- WHAT YOU NEED TO DO
Return every one of the records below word for word, changing nothing.

- DATA FOR THIS EXERCISE
====
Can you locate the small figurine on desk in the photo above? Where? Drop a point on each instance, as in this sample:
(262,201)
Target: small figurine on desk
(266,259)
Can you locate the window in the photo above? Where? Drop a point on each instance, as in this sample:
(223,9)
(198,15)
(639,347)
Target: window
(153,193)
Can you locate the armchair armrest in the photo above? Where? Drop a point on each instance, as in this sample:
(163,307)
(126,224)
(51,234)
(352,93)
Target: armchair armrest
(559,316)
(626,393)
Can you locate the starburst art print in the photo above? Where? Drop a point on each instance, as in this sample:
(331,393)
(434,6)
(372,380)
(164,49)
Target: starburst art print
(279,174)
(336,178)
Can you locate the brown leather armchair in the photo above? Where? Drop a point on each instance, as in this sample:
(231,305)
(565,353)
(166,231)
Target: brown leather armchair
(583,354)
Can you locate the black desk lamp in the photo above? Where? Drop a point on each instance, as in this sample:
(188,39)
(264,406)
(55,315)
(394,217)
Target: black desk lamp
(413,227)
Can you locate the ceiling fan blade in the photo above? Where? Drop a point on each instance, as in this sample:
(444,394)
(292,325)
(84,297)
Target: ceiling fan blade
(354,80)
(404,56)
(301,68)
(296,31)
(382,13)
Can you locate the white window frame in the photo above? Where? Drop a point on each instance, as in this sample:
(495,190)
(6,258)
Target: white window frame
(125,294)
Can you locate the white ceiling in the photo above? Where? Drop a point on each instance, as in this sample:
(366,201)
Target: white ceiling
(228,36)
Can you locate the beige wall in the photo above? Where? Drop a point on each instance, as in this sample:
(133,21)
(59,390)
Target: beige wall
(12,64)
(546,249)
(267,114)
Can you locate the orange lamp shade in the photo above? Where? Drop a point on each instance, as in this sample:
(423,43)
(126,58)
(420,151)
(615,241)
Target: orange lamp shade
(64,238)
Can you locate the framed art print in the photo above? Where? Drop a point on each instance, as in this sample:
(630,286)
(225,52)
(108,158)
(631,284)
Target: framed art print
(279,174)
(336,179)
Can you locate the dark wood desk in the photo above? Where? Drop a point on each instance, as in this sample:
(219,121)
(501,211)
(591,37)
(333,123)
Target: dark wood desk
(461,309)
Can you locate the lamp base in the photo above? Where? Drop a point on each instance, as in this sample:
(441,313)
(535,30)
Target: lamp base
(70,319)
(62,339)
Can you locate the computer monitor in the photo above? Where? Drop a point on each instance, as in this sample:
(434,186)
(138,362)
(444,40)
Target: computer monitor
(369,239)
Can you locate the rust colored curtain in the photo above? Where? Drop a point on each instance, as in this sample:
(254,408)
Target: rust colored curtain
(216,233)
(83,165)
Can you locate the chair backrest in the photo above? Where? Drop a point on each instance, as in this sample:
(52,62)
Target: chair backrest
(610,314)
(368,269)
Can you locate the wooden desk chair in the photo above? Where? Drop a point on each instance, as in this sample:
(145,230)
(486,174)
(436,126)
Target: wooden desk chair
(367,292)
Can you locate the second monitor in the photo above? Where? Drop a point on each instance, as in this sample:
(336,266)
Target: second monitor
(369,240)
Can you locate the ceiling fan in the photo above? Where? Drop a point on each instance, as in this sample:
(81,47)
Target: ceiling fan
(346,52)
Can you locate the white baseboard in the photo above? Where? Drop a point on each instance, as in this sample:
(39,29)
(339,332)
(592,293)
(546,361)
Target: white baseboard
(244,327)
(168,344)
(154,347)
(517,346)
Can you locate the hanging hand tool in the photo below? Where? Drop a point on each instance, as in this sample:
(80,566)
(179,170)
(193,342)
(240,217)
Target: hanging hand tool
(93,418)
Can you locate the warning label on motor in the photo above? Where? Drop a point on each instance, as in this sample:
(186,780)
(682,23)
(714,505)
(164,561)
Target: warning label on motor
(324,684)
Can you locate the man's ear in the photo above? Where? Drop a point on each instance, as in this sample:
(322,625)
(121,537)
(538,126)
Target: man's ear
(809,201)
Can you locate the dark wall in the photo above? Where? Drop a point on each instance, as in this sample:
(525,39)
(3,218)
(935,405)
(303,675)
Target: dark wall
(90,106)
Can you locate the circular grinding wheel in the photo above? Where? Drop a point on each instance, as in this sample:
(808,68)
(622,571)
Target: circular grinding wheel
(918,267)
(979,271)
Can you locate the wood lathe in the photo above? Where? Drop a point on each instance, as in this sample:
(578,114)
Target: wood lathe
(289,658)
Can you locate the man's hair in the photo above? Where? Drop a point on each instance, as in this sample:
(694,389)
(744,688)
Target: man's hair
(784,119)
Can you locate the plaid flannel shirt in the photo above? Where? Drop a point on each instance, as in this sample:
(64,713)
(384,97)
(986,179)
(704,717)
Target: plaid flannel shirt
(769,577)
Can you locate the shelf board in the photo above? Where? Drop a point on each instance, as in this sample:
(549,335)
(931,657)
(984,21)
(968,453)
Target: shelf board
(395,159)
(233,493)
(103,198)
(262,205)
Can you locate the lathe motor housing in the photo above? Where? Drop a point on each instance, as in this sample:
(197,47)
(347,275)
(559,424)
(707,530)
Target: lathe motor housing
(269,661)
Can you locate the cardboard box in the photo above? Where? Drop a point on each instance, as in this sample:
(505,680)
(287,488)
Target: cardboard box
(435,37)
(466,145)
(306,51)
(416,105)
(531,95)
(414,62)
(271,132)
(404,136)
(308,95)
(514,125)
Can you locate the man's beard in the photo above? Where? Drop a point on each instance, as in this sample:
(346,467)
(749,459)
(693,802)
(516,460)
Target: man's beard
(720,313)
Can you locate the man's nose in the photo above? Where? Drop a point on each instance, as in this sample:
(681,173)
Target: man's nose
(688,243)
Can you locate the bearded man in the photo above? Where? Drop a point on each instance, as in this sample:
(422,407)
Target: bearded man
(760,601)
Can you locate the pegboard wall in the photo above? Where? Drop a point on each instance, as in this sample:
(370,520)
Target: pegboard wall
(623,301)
====
- TASK SOLUTION
Can you locate the small figurine on desk in the photo above? Where? Drop a point on each instance, as in this sample:
(262,201)
Target: small figurine on desk
(266,259)
Can you locate the window in the photo above? Where? Drop a point on each instance, as in this sample:
(223,9)
(198,15)
(639,347)
Target: window
(153,193)
Can you locate the armchair armrest in the photo above? Where? Drop a point on each instance, as in this sample:
(163,307)
(126,224)
(51,234)
(352,93)
Target: armchair armrest
(559,316)
(626,393)
Can you locate the starburst art print in the photo above? Where? Drop a point on each instance, as in this sample:
(331,393)
(434,6)
(372,380)
(164,49)
Target: starburst art print
(279,174)
(336,178)
Can you locate the brown leather armchair in the photo above? Where? Drop a point on each instance, as in this sample:
(231,305)
(565,353)
(166,231)
Target: brown leather armchair
(583,354)
Can you locate the black desk lamp in the photo above? Where? Drop a point on each instance, as in this sample:
(188,39)
(264,406)
(55,315)
(394,217)
Target: black desk lamp
(413,227)
Can you locate the ceiling fan blade in the photo above? Where? Drop a point on each instance, as in this sample:
(444,394)
(292,325)
(84,297)
Target: ceiling fan blade
(354,80)
(404,56)
(301,68)
(296,31)
(382,13)
Can you locate the white window frame in the photo above? Where? Drop a point on each instance, as in this sample:
(495,190)
(6,258)
Target: white window frame
(125,294)
Can you locate the white ceiling in the photo above? Where? Drop a point on each instance, as in this sample:
(366,201)
Target: white ceiling
(228,36)
Can you locate the beige wall in the photo above? Where? Drop a point on each instance, as in this sample:
(133,21)
(59,390)
Target: beige wall
(12,64)
(546,249)
(267,114)
Can you locate the orange lamp shade in the photo above? Where? Drop a point on each instance, as in this sample:
(423,43)
(126,58)
(420,151)
(615,241)
Target: orange lamp shade
(64,238)
Can you locate the framed art print in the photo above? Where? Drop a point on each instance, as in this sample:
(630,286)
(225,52)
(108,158)
(631,284)
Target: framed art print
(279,174)
(336,179)
Can you locate the dark wood desk in the photo above? Where? Drop a point on each instance, as in this sample:
(219,121)
(501,211)
(591,37)
(333,123)
Target: dark wood desk
(461,309)
Can you locate the lamp base in the photo above? Where? Drop a point on each instance, as in this sample:
(441,313)
(535,30)
Target: lamp base
(70,319)
(62,339)
Can you locate the computer monitor in the photo above? Where? Drop a point on each instance, as in this sample:
(434,186)
(138,362)
(444,40)
Target: computer monitor
(369,239)
Can you locate the rust colored curtain in the photo above? Where? Drop a point on each instance, as in this sample:
(254,408)
Target: rust colored curtain
(216,233)
(83,165)
Can you locate the chair backrest in the photo above? Where? Drop a point on each instance, as in this sample:
(52,62)
Target: chair backrest
(610,314)
(368,269)
Can you locate the wooden desk chair in the photo above? Where? Drop a point on each instance, as in this sample:
(145,230)
(486,174)
(436,126)
Target: wooden desk chair
(367,292)
Can you locate the second monitor in the photo above? Where? Drop a point on each instance, as in this sample:
(336,266)
Target: second monitor
(369,240)
Can you locate the ceiling fan in the photo above? Where? Drop a point on each instance, as in this sample:
(81,47)
Target: ceiling fan
(346,52)
Can you locate the white baseboard in the photo above? Where? Drop a point on each instance, as in this sample:
(39,29)
(339,332)
(592,293)
(546,361)
Target: white baseboard
(244,327)
(168,344)
(154,347)
(517,346)
Can you locate the hanging hand tool in the photo below? Where? Drop a point on each instance, as in this sample:
(80,566)
(179,170)
(193,342)
(240,217)
Target: hanging hand tool
(93,418)
Can you locate the warning label on motor in the photo above? Where? Drop a point on each instance, as in this sample:
(186,780)
(682,23)
(714,505)
(164,561)
Target: warning label on motor
(324,684)
Can you locate the man's ear in the photo above? Where? Drop a point on each instance, as in this sample:
(322,625)
(121,537)
(538,126)
Target: man's ear
(809,201)
Can you locate the dark wall in the photo above? Where? Drop a point on each instance, as in this sample:
(525,39)
(3,218)
(935,405)
(303,675)
Target: dark wall
(90,106)
Can you locate the circular grinding wheel in the photo above? Where? Drop a point on each instance, as in this sample:
(808,68)
(622,571)
Target: circular grinding wheel
(918,267)
(979,271)
Can you locate the wood lathe in the photo above? Where? Drop a point on each instance, as in this sample:
(578,114)
Target: wood lathe
(289,658)
Can you locate the man's hair in the photo above? Where? Drop a point on each instance, as in this sample:
(694,389)
(744,688)
Target: man's hair
(784,119)
Can you locate the plaid flannel shirt in the photo above? Where? Drop a point on each instance, as in this sample:
(64,713)
(384,97)
(986,179)
(704,717)
Target: plaid flannel shirt
(769,577)
Can you locate the shelf board in the photo above? Where? Drop a point on each instance, as in this sample:
(549,335)
(931,657)
(984,21)
(968,453)
Target: shelf board
(395,159)
(233,493)
(103,198)
(262,205)
Can you locate the lathe motor housing in the photo above? Where? Drop a point on each instance, as in this sample:
(197,47)
(347,275)
(559,424)
(707,530)
Target: lathe motor housing
(269,661)
Can you locate the cardboard box in the photo above? Where? Drop a point on each instance, as in this sample:
(505,680)
(287,488)
Target: cardboard box
(435,37)
(466,145)
(306,51)
(416,105)
(531,95)
(414,62)
(271,132)
(404,136)
(308,95)
(514,125)
Can you locate the man's beard in the photo above? Where? Drop a point on each instance, as in this sample:
(346,467)
(749,459)
(693,802)
(516,460)
Target: man's beard
(720,313)
Can you locate the man's nose in the photo above? Where? Drop a point on each instance, as in this sample:
(681,173)
Target: man's nose
(688,243)
Can you locate the bearded man in the photo above? Where? Drop a point on each instance, as in this sample:
(422,407)
Target: bearded man
(760,601)
Can you locate the pegboard wall in the photo above? Where? Drop a point on each instance, as in this sample:
(370,520)
Target: pegboard wall
(623,301)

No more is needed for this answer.